→ **Given task**: Pull the text lines from every item below and reproduce them verbatim, leaving out the pictures.

-- -- --

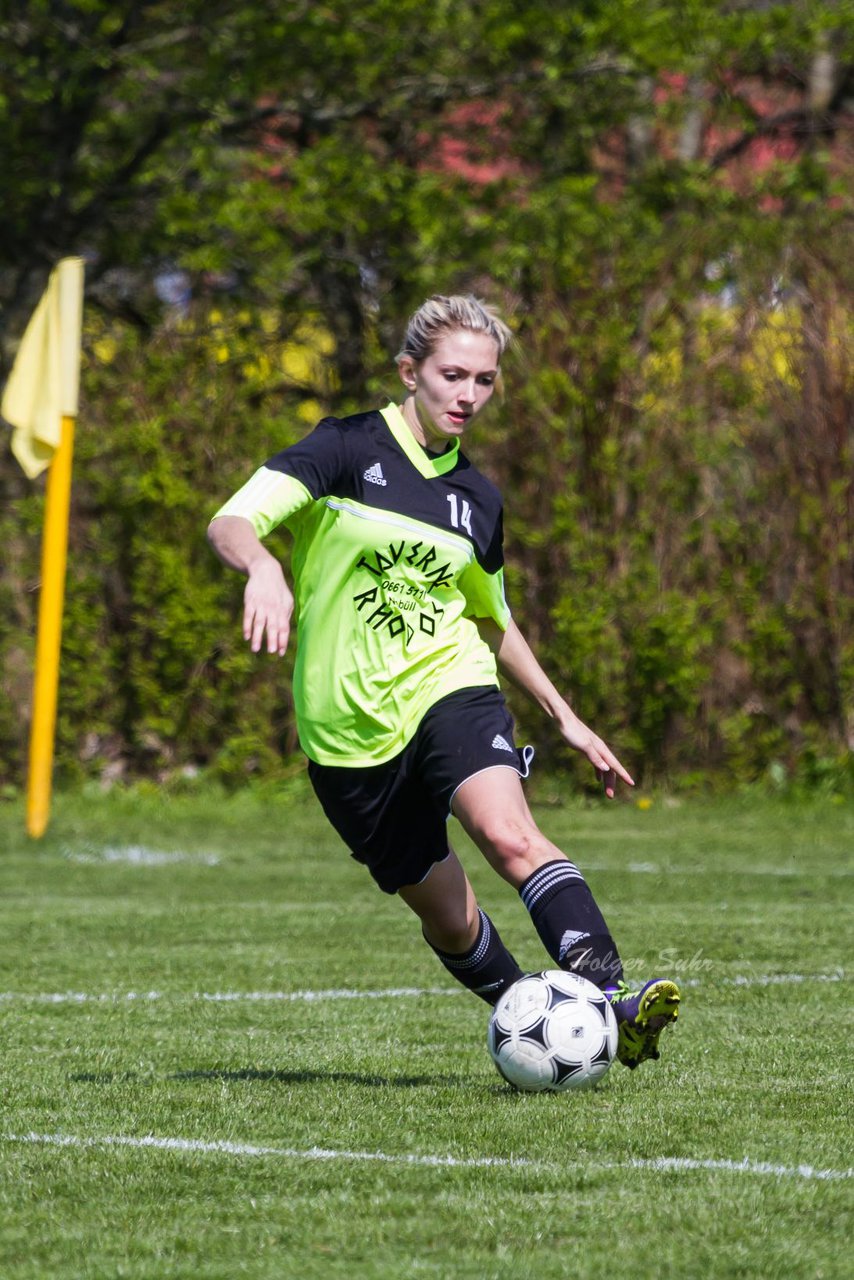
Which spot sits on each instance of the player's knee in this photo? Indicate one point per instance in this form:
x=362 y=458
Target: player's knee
x=515 y=849
x=451 y=931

-- -- --

→ **Final result**:
Which spot sits on each instance of the player's knee in this photo? Indicate one point per instance in this form:
x=362 y=458
Target: player's knee
x=515 y=849
x=451 y=931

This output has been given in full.